--- Dati forniti ---

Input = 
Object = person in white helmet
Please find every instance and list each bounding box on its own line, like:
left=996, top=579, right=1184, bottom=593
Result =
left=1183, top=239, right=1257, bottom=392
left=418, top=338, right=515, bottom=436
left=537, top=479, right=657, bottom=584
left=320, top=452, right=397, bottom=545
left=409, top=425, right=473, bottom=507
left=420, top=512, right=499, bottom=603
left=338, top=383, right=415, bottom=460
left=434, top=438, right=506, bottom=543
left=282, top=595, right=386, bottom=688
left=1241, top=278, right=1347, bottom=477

---

_Consegna:_ Trascrivi di nuovo tutto il materiale sostituendo "white" con "yellow" e lasciando invariato il resto.

_Esito:_
Input = 
Object = person in yellow helmet
Please find every instance and list each bounding box on its own line, like:
left=996, top=579, right=1184, bottom=593
Result =
left=1183, top=239, right=1257, bottom=392
left=418, top=338, right=515, bottom=436
left=537, top=479, right=657, bottom=584
left=320, top=452, right=397, bottom=545
left=409, top=425, right=473, bottom=507
left=420, top=512, right=499, bottom=603
left=338, top=383, right=415, bottom=460
left=434, top=438, right=506, bottom=543
left=282, top=595, right=386, bottom=688
left=1241, top=278, right=1347, bottom=477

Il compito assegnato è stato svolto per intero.